• _EXERCISE_
Proceed with the mailing-list reply about the 3.16-rc kernel crashing on resume from Suspend-To-RAM, picking up right after its last sentence.

• _PASSAGE PROVIDED_
Re: 3.16-rcX crashes on resume from Suspend-To-RAM

From: Zhang Rui
Date: Sun Aug 17 2014 - 21:11:55 EST


On Sat, 2014-08-16 at 02:46 +0200, Rafael J. Wysocki wrote:
> On Friday, August 15, 2014 10:17:42 AM Markus Gutschke wrote:
> > Just wondering if any of you had any other ideas of what I could try
> > to help debug this problem?
>
> My theory is that there is a device in your system that we don't have a driver
> for, but it had been enumerated as a PNP device before the change that triggered
> the problem for you and we turned it off during suspend as part of the default
> ACPI PNP device handling.

• _GIVEN DATA_
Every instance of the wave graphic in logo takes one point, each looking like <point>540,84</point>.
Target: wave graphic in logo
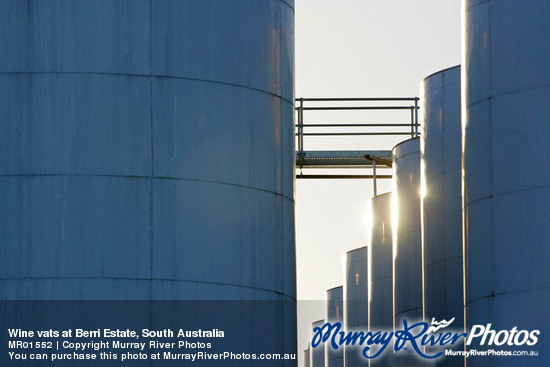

...

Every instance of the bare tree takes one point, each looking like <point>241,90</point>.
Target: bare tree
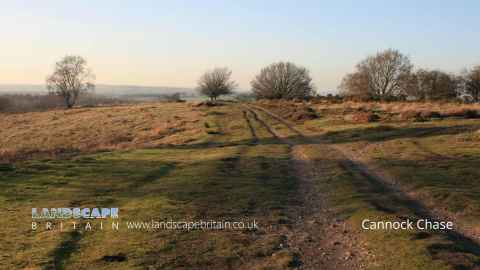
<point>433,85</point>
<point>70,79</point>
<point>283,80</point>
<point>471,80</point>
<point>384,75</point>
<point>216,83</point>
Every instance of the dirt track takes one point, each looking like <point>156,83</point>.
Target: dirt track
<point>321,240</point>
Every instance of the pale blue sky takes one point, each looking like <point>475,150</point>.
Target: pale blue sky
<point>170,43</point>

• _RESULT_
I had the same assumption before, thus I checked the difference of
platform devices and pnp devices, and found that there are three devices
enumerated to platform bus instead of PNP bus after the ACPI enumeration
rework patches. They are PNP0800, PNP0200 and PNP0C04 devices, thus I
made a debug patch to add those ids to the acpi_pnp scan handler id list
so that they will stay in PNP bus. But the problem still exists after
applying the debug patch.
>
> The reason why you're seeing a crash with the "platform" test level is most
> likely that the _WAK control method does something unusual on your system.
>
an easy way to check this is to apply the debug patch attached and
re-test "platform" test level.

thanks,
rui
> The LNXSYBUS:00 thing from dmesg probably is a red herring.
>
> I need the output of acpidump from the affected system, but please attach it
> to the bug entry at https://bugzilla.kernel.org/show_bug.cgi?id=80911 that
> Rui has created for this issue.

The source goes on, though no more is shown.